**Set exercise**
Please pick out every line in the records below that contains the word "smartphone", and copy each of those lines.

───── Provided records

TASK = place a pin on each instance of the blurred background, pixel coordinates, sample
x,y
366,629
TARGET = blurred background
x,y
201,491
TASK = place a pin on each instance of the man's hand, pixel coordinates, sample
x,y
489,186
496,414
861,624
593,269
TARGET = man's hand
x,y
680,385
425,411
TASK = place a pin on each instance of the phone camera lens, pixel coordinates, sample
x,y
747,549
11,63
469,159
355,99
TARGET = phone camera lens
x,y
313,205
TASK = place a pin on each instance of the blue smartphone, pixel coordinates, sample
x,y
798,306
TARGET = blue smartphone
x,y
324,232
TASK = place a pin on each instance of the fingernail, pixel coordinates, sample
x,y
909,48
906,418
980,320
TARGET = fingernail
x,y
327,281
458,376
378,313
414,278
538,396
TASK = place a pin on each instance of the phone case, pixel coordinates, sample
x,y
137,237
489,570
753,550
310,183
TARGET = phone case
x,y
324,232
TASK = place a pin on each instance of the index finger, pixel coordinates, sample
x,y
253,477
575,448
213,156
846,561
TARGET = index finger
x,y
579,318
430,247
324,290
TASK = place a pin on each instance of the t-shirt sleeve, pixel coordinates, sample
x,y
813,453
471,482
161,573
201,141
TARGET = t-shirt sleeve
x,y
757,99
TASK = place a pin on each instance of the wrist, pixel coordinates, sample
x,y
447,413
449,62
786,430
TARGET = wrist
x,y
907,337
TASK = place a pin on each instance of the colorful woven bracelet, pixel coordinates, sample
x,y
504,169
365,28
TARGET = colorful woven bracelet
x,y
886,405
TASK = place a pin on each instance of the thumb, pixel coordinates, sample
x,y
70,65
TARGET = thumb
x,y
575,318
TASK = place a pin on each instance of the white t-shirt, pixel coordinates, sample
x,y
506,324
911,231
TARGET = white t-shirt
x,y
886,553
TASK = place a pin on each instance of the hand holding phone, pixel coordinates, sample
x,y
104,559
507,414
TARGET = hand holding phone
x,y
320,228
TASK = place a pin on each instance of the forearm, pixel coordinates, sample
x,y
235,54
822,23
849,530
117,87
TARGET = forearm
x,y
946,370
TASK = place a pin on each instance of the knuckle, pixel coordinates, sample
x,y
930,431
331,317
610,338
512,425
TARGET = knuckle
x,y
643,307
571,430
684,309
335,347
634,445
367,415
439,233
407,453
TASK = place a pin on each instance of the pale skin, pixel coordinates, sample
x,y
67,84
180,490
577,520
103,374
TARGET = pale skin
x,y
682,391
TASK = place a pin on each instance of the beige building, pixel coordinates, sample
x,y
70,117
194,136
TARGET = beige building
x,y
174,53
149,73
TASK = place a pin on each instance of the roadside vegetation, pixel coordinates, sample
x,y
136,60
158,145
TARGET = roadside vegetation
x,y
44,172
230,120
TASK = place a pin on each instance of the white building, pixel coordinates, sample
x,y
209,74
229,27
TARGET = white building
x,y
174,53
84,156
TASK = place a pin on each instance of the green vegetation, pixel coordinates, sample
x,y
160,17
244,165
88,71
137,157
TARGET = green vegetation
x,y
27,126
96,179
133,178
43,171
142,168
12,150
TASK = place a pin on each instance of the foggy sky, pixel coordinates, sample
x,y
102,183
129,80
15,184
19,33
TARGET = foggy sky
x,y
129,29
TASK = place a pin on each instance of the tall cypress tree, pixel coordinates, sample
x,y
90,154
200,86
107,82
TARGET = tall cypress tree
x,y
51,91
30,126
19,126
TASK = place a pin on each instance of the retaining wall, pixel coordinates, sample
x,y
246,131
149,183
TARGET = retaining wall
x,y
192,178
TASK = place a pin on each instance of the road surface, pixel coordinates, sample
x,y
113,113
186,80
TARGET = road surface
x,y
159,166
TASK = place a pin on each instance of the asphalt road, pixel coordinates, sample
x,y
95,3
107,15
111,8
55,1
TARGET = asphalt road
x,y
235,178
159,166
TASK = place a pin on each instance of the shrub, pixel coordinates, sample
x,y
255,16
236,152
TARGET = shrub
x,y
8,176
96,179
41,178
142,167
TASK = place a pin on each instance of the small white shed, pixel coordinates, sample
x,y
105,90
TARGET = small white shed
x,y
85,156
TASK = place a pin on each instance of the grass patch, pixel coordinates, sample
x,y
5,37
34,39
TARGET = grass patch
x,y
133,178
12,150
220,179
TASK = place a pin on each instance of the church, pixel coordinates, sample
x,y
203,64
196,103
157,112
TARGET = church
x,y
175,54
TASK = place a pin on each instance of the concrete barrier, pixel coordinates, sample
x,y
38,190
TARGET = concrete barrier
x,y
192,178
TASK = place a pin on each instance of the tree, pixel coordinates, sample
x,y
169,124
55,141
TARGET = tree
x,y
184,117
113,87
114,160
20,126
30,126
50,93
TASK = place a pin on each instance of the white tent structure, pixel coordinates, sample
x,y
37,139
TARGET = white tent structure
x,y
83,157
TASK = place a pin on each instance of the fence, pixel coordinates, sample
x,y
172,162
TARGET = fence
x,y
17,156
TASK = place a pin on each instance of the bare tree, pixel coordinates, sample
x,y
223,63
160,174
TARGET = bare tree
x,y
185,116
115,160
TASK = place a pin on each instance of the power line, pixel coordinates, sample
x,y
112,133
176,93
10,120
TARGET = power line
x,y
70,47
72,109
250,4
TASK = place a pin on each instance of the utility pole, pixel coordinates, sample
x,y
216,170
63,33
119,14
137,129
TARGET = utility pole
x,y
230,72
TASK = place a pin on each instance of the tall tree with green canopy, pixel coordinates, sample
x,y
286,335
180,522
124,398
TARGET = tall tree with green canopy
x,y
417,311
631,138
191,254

──────────
───── Provided records

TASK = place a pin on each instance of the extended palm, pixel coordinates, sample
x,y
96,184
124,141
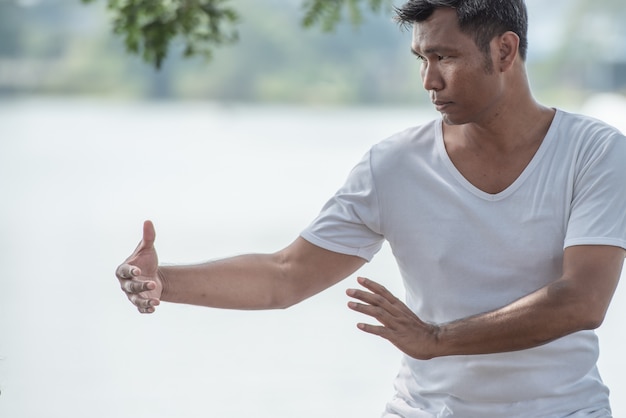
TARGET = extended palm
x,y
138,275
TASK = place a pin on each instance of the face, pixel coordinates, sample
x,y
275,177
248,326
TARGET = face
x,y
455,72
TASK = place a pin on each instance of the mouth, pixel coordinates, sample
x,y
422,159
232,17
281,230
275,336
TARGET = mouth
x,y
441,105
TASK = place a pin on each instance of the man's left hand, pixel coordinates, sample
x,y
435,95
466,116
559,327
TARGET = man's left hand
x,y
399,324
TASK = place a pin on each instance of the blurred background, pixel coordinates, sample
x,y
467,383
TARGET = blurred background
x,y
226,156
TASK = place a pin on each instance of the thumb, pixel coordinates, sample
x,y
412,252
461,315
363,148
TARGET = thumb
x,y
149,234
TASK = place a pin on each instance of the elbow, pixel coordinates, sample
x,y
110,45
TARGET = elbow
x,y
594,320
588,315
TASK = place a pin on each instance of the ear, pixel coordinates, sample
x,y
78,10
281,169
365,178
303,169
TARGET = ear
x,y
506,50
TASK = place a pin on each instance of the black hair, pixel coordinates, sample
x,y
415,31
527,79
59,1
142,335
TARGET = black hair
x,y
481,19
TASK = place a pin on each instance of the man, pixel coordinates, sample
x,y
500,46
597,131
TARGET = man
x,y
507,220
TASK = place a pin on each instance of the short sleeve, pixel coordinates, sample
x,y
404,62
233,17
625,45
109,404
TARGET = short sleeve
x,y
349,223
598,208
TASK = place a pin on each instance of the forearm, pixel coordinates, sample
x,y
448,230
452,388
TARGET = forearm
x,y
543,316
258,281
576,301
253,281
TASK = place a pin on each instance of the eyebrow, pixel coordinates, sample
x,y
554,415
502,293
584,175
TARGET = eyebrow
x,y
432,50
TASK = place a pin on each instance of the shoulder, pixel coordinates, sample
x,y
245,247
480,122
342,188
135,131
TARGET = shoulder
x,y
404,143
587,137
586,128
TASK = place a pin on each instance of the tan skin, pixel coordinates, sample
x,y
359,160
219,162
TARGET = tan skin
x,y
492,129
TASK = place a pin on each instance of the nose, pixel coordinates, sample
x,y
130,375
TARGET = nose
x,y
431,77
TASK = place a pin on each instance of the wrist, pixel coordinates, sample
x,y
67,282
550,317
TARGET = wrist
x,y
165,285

──────────

**Output of the task**
TASK = place a pin on each instance of the blue smartphone, pixel coordinates, sample
TARGET = blue smartphone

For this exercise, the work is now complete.